(Task input)
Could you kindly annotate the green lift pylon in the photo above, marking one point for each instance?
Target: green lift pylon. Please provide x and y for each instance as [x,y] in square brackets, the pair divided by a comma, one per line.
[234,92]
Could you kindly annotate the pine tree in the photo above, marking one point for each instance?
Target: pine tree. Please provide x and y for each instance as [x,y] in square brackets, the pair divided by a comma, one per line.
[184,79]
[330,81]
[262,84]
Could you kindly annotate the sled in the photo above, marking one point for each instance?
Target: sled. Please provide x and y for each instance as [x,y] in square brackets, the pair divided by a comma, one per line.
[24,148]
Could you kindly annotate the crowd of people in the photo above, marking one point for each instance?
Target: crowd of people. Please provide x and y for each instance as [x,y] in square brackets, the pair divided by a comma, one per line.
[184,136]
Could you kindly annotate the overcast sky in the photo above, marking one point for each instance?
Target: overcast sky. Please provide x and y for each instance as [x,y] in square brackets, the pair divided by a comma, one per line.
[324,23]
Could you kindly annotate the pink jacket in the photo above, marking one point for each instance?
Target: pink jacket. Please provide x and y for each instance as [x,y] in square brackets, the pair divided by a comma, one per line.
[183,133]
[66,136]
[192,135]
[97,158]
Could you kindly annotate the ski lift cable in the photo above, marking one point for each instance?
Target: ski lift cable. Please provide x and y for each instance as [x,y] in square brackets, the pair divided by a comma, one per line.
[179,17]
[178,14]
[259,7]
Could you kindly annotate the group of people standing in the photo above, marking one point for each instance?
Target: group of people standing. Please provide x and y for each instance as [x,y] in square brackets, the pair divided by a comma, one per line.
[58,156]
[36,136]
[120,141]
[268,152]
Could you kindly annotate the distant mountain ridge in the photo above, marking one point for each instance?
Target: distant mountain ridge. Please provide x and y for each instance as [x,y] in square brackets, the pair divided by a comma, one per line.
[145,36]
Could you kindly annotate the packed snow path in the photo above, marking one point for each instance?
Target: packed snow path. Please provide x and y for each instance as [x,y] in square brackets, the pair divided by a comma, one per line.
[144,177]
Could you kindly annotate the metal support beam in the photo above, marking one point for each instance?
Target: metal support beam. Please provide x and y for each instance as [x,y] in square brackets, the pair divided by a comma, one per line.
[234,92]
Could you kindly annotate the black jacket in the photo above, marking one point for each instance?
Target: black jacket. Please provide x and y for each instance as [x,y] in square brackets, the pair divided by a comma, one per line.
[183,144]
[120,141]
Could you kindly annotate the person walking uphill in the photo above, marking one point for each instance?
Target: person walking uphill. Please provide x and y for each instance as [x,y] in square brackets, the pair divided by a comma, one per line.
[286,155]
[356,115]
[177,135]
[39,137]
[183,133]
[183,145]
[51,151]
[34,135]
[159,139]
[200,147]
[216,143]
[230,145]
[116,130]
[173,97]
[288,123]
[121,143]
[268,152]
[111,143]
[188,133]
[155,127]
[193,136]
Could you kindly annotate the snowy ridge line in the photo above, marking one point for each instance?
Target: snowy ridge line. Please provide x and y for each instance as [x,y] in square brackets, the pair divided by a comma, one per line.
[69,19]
(End Task input)
Directions for this task -> Return every entry verbatim.

Exercise output ->
Could you kindly annotate the green lift pylon in the photo above, marking one point for each instance?
Target: green lift pylon. Please provide x and y for each instance as [x,y] in square brackets, the pair divided by a comma, one per line.
[234,92]
Could you kindly annotate the pine tree in the photo above, marking one point for each instance?
Target: pine tree. Please provide x and y for each instance as [x,y] in square brackets, the pair divided by a comma, one per line.
[184,79]
[330,81]
[262,84]
Could you kindly annotate the sled in the photo above, marking one point for each instance?
Target: sled. Please provide x and y for each instance as [x,y] in square brackets, the pair divided by a comma, one per line.
[24,148]
Could you kindly annotate the crowd of people in the photo above, marking one point for each instance?
Target: crowd of people. Please provide x and y for each instance as [x,y] in square brackets, the pair divided by a comma, one per line.
[184,136]
Could you kindly annotate the overcast sky in the photo above, marking one point for each instance?
Target: overcast sky. Please provide x and y for each instance as [x,y] in square brackets, the pair divided by a comma, one per line.
[324,23]
Could you kindly annotate the pink jacket in the photo above, marking one point for each instance?
Target: pink jacket. Please provide x and y for each instance as [x,y] in square brackets, the pair divided by a comma, one per line.
[183,133]
[66,136]
[192,135]
[97,158]
Could you kindly annotate the ski lift cable in the photo above, marking one point for each instance?
Target: ski lift cable. Please provide x and y for each instance as [x,y] in square brackets, the pair divided by a comma, one per line.
[179,17]
[178,14]
[259,7]
Could you kindly annotate the group of people standing in the photo above, marking one point for each instance?
Target: group of people standing. Please provide x and y for each instance as [x,y] in square brackets, the pair divided by a comma, one per line.
[58,156]
[36,136]
[120,141]
[268,152]
Could you kindly annotate the distant mountain ridge in the photo above, marking one point for each instance?
Target: distant mountain ridge. Please provide x and y for each instance as [x,y] in square brackets, the pair divided by a comma, one per line.
[145,36]
Could you kindly annotate the packed snow path in the photo above, marking one point for each instance?
Target: packed snow path. Please provide x and y for each instance as [x,y] in square brackets, the pair divided by a comma, one per line.
[144,177]
Could you kindly annotate the metal support beam in the photo above, marking one point for each instance?
Target: metal support beam. Please provide x and y for each instance as [x,y] in square brackets, the pair divided by a comma, one per line.
[234,92]
Could you kindly annotate the black jacket in the photo above, marking one point for each instance?
Target: black jacket. Please provide x and y for each instance as [x,y] in square brackets, the pair divided by a comma, one per line.
[183,144]
[120,141]
Could you kindly annotate the person walking uphill in the photo above, marking one point for each instance?
Target: person walking uphill. Please provide x and y for each instance as [x,y] in square brackets, the pair divided by a comma, one per line.
[286,155]
[356,115]
[177,135]
[39,137]
[183,133]
[183,145]
[51,151]
[34,135]
[159,139]
[200,147]
[216,143]
[230,145]
[116,130]
[173,97]
[288,123]
[121,143]
[268,152]
[111,143]
[188,133]
[155,127]
[193,136]
Could you kindly annotate the snowy ridge line in the photo above, marking one point for each instance?
Target: snowy ridge line. Please provide x and y for each instance as [x,y] in square brackets, the pair divided by a comma, one per line.
[69,19]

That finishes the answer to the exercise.